▶ [Assignment]:
Copy the passage from the essay on fathers exactly, starting at "You are the" and ending at "my own father?".

You are the Weight of Her World

I never thought I went out into the dating world looking for a father figure, a common thing for girls with absentee fathers. I was drawn to men who made me feel taken care off, protected, beautiful and capable, intelligent and resourceful. Little did I understand that these are all the things your father is supposed to provide for you. I didn't have this, how would I know? What were the feelings I had with my own father?


The biggest one was probably exclusion. When my father remarried and had his own family(see even in the way the words come out, ugh, as if they are other people unconnected to me), I felt pushed to the side, the product of an accidental teen pregnancy rather than the planned family he had now. I felt the weight of his shame, his feelings that his life might have been different, no better, had I not 'happened'.
I found my father figure in other places. Mostly my grandfather Henry, who died of pancreatic cancer this year. He would pick me up from school dances, talk to me about my plans for the future, never wavering in his confidence in me. “Chrissy, you're the one we never worry about,” he'd tell me and just him saying it I believed it. It's also no surprise that I turned to men as a way to fill the deep and unfillable chasm my dad left in his wake. Like I said, I never thought I went out into the dating world looking for a father figure but looking back on it as a thirty five year old, the evidence is there.

▶ [The data]:
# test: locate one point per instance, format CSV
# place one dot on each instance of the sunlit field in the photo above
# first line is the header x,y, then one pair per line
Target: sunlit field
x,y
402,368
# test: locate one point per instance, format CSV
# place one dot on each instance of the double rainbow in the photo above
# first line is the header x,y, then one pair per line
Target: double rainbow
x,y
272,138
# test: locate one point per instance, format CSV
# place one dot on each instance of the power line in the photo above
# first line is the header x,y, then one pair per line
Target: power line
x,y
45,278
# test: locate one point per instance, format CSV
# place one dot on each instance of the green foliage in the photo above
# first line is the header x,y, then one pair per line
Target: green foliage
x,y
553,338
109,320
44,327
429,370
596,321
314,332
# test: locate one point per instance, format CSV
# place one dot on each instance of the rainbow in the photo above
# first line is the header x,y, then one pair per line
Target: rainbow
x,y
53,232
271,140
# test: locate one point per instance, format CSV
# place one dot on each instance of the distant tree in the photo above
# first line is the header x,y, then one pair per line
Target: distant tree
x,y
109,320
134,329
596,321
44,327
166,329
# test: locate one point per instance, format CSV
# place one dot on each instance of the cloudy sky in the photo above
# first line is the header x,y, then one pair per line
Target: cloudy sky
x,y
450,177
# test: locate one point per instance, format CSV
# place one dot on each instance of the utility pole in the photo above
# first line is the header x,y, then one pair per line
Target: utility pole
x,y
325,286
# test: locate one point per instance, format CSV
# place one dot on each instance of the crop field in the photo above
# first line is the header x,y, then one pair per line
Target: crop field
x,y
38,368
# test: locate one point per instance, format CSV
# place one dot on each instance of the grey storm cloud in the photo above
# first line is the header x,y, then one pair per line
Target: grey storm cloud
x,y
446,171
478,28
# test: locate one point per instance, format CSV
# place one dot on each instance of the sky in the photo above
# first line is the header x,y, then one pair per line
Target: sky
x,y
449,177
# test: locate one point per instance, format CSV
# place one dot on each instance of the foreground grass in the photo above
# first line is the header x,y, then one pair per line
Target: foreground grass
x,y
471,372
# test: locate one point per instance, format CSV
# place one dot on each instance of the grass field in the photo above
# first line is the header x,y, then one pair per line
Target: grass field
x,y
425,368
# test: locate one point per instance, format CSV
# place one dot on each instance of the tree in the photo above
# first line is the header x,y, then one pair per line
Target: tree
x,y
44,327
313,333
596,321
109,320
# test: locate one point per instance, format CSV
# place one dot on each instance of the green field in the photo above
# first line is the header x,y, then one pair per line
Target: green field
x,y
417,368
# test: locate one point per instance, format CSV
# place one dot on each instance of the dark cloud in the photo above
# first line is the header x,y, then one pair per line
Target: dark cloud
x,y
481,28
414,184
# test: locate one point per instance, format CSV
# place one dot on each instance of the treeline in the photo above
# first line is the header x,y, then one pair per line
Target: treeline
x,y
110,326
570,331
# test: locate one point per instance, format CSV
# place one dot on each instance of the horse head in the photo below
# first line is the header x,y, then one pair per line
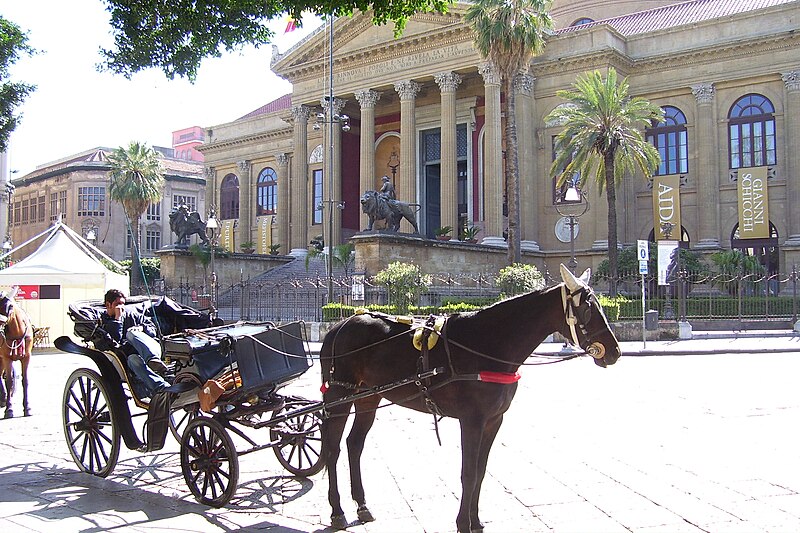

▶ [Your response]:
You are the Weight of Her World

I never thought I went out into the dating world looking for a father figure, a common thing for girls with absentee fathers. I was drawn to men who made me feel taken care off, protected, beautiful and capable, intelligent and resourceful. Little did I understand that these are all the things your father is supposed to provide for you. I didn't have this, how would I know? What were the feelings I had with my own father?